(Given passage):

begin

# Gaps between dywall and carpet on stairs



## joecaption (Nov 30, 2011)

Without a picture it's anyone guess.


----------



## Mills314 (Mar 21, 2011)




----------



## joecaption (Nov 30, 2011)

Is this in a basement with a concrete wall behind the sheetrock?
Thanks for the picture but your standing to close.
I'm trying to figure out why there was no skirt and the drywall was not run down behind skirt and stair treads.


----------



## Mills314 (Mar 21, 2011)

No concrete. The stringers are secured to the walls of the stairwell. Then the sheetrock was put in after the treads. 

Yeah, awesome job. 

I know, whatever I do isn't going to be the 100% solution. But I would like to do something that conceals it and looks nice as well.


----------



## joecaption (Nov 30, 2011)

Unless that whole thing is redone so the stringer is held off the wall with a 2 X 4 behind it to space it out for a skirt and the rock to go behind it I see no pretty way to fix that mess.
Someone else may come up with an idea.

end

(Supplied data):
begin

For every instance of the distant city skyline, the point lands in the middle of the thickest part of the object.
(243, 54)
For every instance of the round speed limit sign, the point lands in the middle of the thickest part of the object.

end

(Written tasks):
[A] In the thread about stair gaps, at what point was the sheetrock put in?
[B] Render this sentence from the stair gap thread in Spanish: "The stringers are secured to the walls of the stairwell."
[C] Carry on the forum thread about gaps between drywall and carpet on stairs from its last post.
The listing has nothing to do with the stair gap thread.

(Task-by-task answers):
[A] After the treads.

[B] Las zancas están fijadas a las paredes del hueco de la escalera.

[C]
----------



## BigJim (Sep 2, 2008)

It is hard to tell from the pictures could you make a couple of shots of the stairs over all?
If you want to install a skirt board here is a link that will show you an easy way to do it.
http://www.diychatroom.com/f14/stairway-skirt-board-template-easy-42845/


----------



## chrisBC (Dec 28, 2010)

Skirting boards

Or maybe even some quarter round would do the trick, not sure if i've ever seen that done with carpet, but might work..


----------



## Mills314 (Mar 21, 2011)

Your basically saying, create a 90 degree on the riser, and taking it out the tread as well and finishing it off with a bevel?


----------



## chrisBC (Dec 28, 2010)

For quarter round? Yes, I think I am thinking the same thing.. depends on what you have for a nosing..

I would just try a few pieces and see what works and looks the best.


----------



## mae-ling (Dec 9, 2011)

Picture a little further away would be good if possible.
If it s as I think then what I have done is use some flat moulding. 1.5" and 1/2" thick and put it on the wall cutting all the angles and all the pieces, a little tedious but it looked good when done.


----------



## Mills314 (Mar 21, 2011)

I'm willing to put in the tedious work as I have no choice. Do you have an example of the molding and a picture of the finished product by chance?

Just to clarify, your talking about putting the molding between the riser and drywall, then cutting at a 45 degree angle and taking it straight out between the tread and the drywall? Almost like an L on each side if each step?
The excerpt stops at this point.